--- TEXT SECTION ---
:::
Then, on May 26, a cat whose head had been covered in flammable fluid and lit on fire was discovered outside of the Snake River Animal Shelter.

“We came in that morning and found the cat in really bad shape,” Kristin Sanger, executive director of the Snake River Animal Shelter, tells EastIdahoNews.com. “He had been bleeding, and his face was really, really swollen.”

The shelter named the 5-year-old feline Samson. Workers discovered him soaking wet following a rainstorm and they believe he walked to the shelter for refuge.

A donor offered to pay for Samson’s veterinary bills.

“If he makes it through this next week, the likelihood of survival is good,” Sanger says. “The donor that paid for his medical bills also wants to adopt him. Right now he’s resting comfortably at the animal shelter.”

Officials don’t believe the three cases are connected but are issuing a warning that animal torture is a serious offense.

“The individuals who do this are disturbed,” Sanger says. “We know from research that’s been done for decades that animal cruelty is a precursor to violence toward people.”
:::
--- WORK TO COMPLETE ---
- A) Please write out the stretch of the story about Samson the cat from "Then, on May" through "Samson’s veterinary bills.".
- B) Pick up the story about Samson the cat after its final sentence and keep writing.
The entries have no connection to the story about Samson the cat.

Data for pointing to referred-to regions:
:::
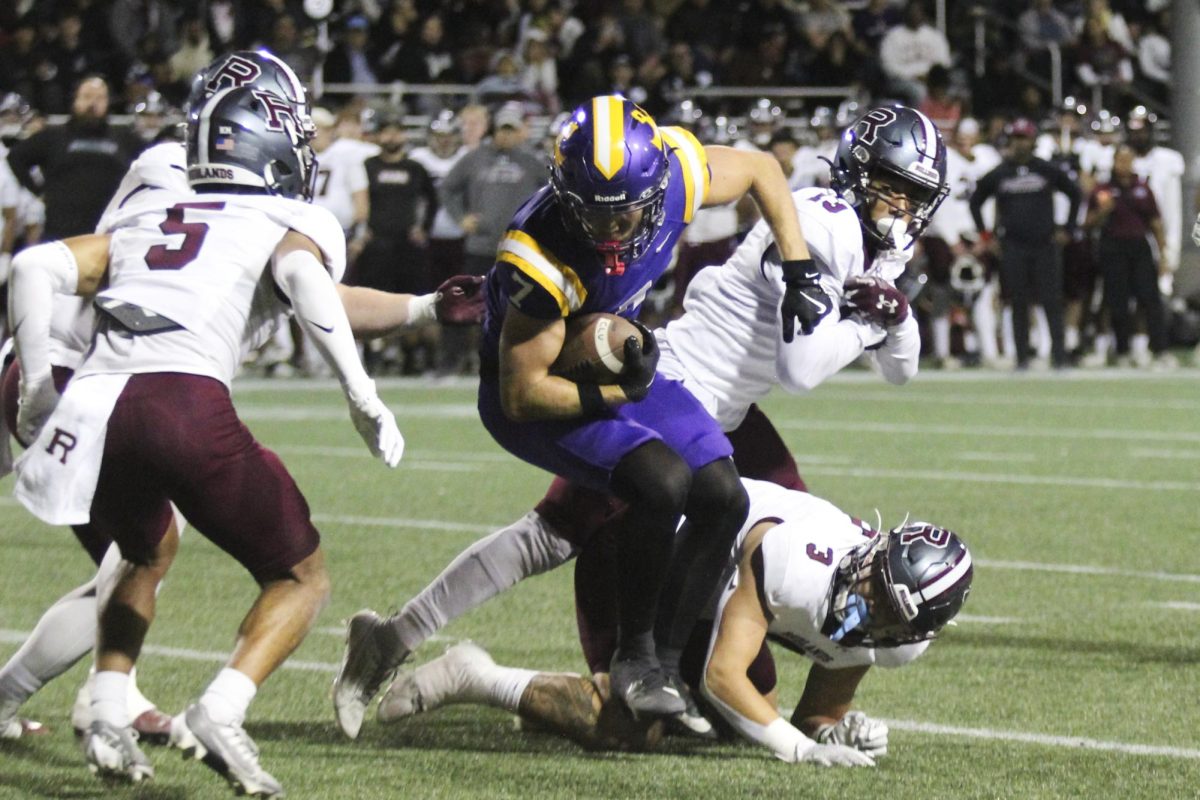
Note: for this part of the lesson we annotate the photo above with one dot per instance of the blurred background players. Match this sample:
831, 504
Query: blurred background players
77, 166
402, 203
480, 193
1125, 212
1030, 263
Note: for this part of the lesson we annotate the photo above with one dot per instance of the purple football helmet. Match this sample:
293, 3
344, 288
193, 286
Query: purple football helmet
261, 70
899, 145
901, 588
610, 163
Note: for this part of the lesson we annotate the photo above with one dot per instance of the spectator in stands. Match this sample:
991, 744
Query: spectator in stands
1123, 211
1155, 56
481, 193
504, 83
1024, 187
397, 55
193, 53
1102, 61
705, 25
349, 61
909, 50
76, 167
940, 104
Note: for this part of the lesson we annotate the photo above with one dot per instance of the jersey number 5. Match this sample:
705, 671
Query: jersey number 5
160, 257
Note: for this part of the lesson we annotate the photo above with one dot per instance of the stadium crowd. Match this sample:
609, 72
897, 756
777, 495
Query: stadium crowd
508, 68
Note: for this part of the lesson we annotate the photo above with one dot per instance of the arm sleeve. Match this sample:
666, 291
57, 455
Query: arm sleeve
319, 311
900, 353
37, 275
984, 190
803, 364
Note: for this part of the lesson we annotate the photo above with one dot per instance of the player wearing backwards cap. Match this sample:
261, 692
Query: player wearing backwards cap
885, 197
803, 575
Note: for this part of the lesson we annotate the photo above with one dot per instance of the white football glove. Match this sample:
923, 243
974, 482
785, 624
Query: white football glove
857, 731
376, 423
35, 405
835, 756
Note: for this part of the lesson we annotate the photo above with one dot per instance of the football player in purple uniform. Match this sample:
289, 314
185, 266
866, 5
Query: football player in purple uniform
597, 239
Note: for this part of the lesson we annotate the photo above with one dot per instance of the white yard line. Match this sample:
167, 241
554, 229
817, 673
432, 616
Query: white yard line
1073, 743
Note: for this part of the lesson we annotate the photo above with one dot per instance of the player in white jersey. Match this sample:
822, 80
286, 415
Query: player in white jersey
1162, 168
727, 350
148, 420
803, 575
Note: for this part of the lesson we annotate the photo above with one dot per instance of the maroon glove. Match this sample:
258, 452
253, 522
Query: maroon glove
877, 300
460, 300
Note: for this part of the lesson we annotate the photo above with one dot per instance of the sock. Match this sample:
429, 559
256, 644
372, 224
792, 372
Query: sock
228, 696
65, 635
489, 566
108, 691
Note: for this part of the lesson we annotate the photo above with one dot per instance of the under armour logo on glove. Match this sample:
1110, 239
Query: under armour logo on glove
877, 300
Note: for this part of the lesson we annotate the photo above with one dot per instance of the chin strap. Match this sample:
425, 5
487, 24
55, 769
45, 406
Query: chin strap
611, 253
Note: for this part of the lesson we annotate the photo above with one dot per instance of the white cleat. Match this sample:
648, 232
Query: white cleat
453, 678
113, 752
365, 668
225, 749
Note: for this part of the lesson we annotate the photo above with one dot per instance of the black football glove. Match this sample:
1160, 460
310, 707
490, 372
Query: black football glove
641, 362
804, 300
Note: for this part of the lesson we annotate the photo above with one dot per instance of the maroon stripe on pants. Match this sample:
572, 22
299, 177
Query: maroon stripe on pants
177, 437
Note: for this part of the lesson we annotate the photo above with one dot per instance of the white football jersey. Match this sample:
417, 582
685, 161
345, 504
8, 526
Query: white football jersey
799, 558
1163, 169
444, 227
727, 344
202, 262
340, 174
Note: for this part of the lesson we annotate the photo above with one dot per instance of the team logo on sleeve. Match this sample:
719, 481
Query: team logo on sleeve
233, 73
277, 109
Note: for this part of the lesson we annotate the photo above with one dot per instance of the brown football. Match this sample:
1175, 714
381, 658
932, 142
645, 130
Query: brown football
594, 348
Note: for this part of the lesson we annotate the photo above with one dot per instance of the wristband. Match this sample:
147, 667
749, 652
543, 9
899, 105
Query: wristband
786, 740
804, 269
423, 308
591, 400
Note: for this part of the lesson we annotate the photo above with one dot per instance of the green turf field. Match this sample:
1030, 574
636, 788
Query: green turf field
1073, 673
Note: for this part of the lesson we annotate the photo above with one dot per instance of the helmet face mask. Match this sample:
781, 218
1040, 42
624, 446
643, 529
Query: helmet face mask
610, 174
258, 68
899, 589
889, 151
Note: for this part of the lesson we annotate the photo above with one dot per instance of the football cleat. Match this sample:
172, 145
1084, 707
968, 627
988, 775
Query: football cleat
113, 752
225, 749
453, 678
645, 689
364, 671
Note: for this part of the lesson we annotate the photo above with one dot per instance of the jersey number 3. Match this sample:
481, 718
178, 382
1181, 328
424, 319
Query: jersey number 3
160, 257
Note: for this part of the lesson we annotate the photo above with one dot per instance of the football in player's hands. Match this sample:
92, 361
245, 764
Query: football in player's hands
876, 300
594, 349
460, 300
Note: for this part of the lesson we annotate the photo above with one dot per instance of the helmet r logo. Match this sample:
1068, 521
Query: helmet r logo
873, 121
234, 72
276, 110
935, 536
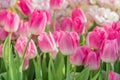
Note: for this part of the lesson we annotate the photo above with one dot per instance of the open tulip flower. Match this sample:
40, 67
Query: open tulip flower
59, 39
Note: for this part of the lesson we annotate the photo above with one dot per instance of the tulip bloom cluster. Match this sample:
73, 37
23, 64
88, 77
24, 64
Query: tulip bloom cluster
84, 44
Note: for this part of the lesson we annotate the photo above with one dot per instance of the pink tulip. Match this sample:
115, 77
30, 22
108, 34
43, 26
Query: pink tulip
3, 34
26, 6
79, 20
56, 4
113, 76
95, 38
67, 24
31, 51
37, 22
25, 64
23, 29
109, 51
78, 57
11, 22
68, 43
47, 43
7, 3
1, 47
93, 60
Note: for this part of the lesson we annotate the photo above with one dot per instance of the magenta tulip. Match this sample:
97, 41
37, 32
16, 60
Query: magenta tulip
113, 76
37, 22
68, 43
109, 51
20, 45
56, 4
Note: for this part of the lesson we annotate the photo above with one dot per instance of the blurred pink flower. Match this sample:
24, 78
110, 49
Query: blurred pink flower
93, 60
56, 4
23, 29
78, 57
68, 43
113, 76
47, 43
20, 45
11, 22
37, 22
3, 34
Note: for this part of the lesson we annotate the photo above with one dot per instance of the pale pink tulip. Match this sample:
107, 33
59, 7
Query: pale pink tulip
67, 24
26, 6
31, 51
68, 43
109, 51
56, 4
23, 29
47, 43
1, 47
37, 22
96, 37
78, 57
11, 22
25, 64
93, 60
3, 34
113, 76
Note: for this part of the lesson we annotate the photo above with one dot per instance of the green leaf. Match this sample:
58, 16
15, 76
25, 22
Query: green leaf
82, 40
59, 65
51, 70
84, 75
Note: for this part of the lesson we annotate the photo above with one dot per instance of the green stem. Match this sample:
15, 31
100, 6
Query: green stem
107, 70
112, 65
38, 70
54, 20
68, 69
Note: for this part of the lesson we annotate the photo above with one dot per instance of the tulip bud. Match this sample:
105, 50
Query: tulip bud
25, 64
11, 22
56, 4
7, 3
95, 38
78, 57
23, 29
1, 47
3, 34
26, 6
113, 76
20, 45
79, 20
67, 24
47, 43
93, 60
68, 43
37, 22
109, 51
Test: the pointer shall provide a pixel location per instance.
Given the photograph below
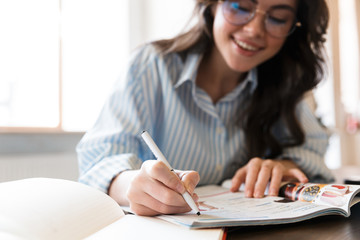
:::
--- EXERCISE RESPONSES ---
- A)
Then, on May 26, a cat whose head had been covered in flammable fluid and lit on fire was discovered outside of the Snake River Animal Shelter.

“We came in that morning and found the cat in really bad shape,” Kristin Sanger, executive director of the Snake River Animal Shelter, tells EastIdahoNews.com. “He had been bleeding, and his face was really, really swollen.”

The shelter named the 5-year-old feline Samson. Workers discovered him soaking wet following a rainstorm and they believe he walked to the shelter for refuge.

A donor offered to pay for Samson’s veterinary bills.

- B)
The Humane Society of the United States reports pet abuse is one of four predictors of domestic partner violence and that between 71 and 83 percent of women entering domestic violence shelters reported that their partners also abused or killed the family pet.

“We want a healthy community, and the individuals doing this need to be aware that these are not healthy acts,” Sanger says.

The Halo Fund will be dedicated to providing humane education opportunities for elementary through secondary-aged children in east Idaho. Donations are being accepted at the Snake River Animal Shelter to help pay for the program.

Idaho Falls Animal Control officers are investigating the three abuse cases and hope those responsible will be found.

“People who are doing these crimes are hurting inside, and they need an education and an opportunity to heal for themselves,” Sanger says. “This is an eye-opener, and it needs to stop.”